◆ Testo scelto
##############################



441


[1] L’aggettivo greco polýchrëstos in Galeno significa ‘di grande uso o utilità’.

[2] Naturalis historia XXIX,40: Eadem cum oleo trita ignes sacros leniunt betae foliis superinligatis. Candido ovorum in oculis et pili reclinantur Hammoniaco trito admixtoque et vari in facie cum pineis nucleis ac melle modico. Ipsa facies inlita sole non uritur. Ambusta aquis si statim ovo occupentur, pusulas non sentiunt — quidam admiscent farinam hordeaciam et salis parum —, ulceribus vero ex ambusto cum candido ovorum tostum hordeum et suillo adipe mire prodest.

[3] Discussa è l’interpretazione di cosa fosse l’ignis sacer, che magari fu anche chiamato ignis Persicus – fuoco persiano. Umberto Capitani e Ivan Garofalo (Naturalis historia di Plinio, libro XXVIII, Einaudi, 1986) non citano il carbonchio, e puntualizzano che Celso in De medicina V,26,31 e 28,4  fa una distinzione fra erisipela e herpes zoster (o fuoco di Sant’Antonio), per cui il fuoco sacro dovrebbe poter corrispondere all’herpes zoster. Affascinanti problemi insoluti di medicina antica!

[4] Negativa la ricerca di questo rimedio nel libro VI cap. 7 sia nella traduzione di Jean Ruel che nell’identico testo riportato da Pierandrea Mattioli nonché da Marcellus Virgilius. Vi compaiono come rimedio contro l’aconito non le uova ma solo lisciva cotta a lungo con gallina e vino: lixiviaque cum gallina, et vino decocta. – Difficile sapere dove Gessner abbia reperito questa citazione, che oltretutto – dopo una peregrinazione linguistica di difficile comprensione - conduce a vino e assenzio come possibile antidoto. § Sta di fatto che in Ruel, Mattioli e Virgilius, Dioscoride prescrive contro l’aconito anche vino - μετ’οἴνου - e assenzio.

[5] Alexipharmaca vv. 165-166.

[6] Il sostantivo greco maschile képphos significa gabbiano, talora anche folaga. Sulla sua identificazione si potrebbe comunque discutere assai, come ci insegna D’Arcy W. Thompson in A Glossary of Greek Birds, 1966 (1895).

[7] Aldrovandi - per la stessa ricetta ricavata da Euporista III,18 - a pagina 288 fa un’aggiunta assente in Gessner: i dolori oculari sono presenti in coloro che hanno la febbre: Ad dolores oculorum, et vigilias, quibus febricitantes frequenter torquentur, Galenus mulsam instillat, et ovum praemaceratum (nimirum in mulsa) ac putamine mundatum, in duas portiones secat, et super oculum deligat, aegrumque somno fruiturum pollicetur.– Per dirimere dove sta il vero, con tempo e voglia si può controllare il testo di Euporista.

[8] Naturalis historia XXIX,48: Cibo quot modis iuvent, notum est, cum transmeent faucium tumorem calfactuque obiter foveant. Nullus est alius cibus, qui in aegritudine alat neque oneret simulque vim potus et cibi habeat.

##############################

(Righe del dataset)
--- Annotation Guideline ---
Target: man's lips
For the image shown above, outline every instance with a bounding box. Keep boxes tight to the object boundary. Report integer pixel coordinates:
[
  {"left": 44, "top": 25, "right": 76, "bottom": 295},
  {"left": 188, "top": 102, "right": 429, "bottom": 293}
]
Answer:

##############################

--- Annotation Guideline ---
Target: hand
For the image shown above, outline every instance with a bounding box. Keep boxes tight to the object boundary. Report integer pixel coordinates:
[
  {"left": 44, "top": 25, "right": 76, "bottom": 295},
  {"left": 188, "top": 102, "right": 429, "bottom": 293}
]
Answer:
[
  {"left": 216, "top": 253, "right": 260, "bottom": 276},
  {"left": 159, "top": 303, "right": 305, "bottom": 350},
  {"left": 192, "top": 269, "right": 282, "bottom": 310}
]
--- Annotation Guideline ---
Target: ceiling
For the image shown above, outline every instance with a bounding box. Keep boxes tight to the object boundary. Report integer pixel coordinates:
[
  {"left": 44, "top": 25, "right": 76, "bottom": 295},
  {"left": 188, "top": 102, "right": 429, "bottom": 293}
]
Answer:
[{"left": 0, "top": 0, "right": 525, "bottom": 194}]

##############################

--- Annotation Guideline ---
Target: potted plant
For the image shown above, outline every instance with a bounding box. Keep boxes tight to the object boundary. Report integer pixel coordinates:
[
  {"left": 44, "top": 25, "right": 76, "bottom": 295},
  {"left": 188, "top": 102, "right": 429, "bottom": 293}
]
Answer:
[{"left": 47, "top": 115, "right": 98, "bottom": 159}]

##############################

◆ Compito 1
Traduci in inglese questa frase del testo scelto: "Il sostantivo greco maschile képphos significa gabbiano, talora anche folaga."
◆ Compito 2
Nel testo scelto, che cosa significa in Galeno l'aggettivo greco polýchrëstos?
◆ Compito 3
Ricopia dal testo scelto il brano che comincia con "[5] Alexipharmaca vv." e termina con "Birds, 1966 (1895).".

◆ Soluzione 1
The masculine Greek noun képphos means gull, sometimes also coot.

◆ Soluzione 2
Significa "di grande uso o utilità".

◆ Soluzione 3
[5] Alexipharmaca vv. 165-166.

[6] Il sostantivo greco maschile képphos significa gabbiano, talora anche folaga. Sulla sua identificazione si potrebbe comunque discutere assai, come ci insegna D’Arcy W. Thompson in A Glossary of Greek Birds, 1966 (1895).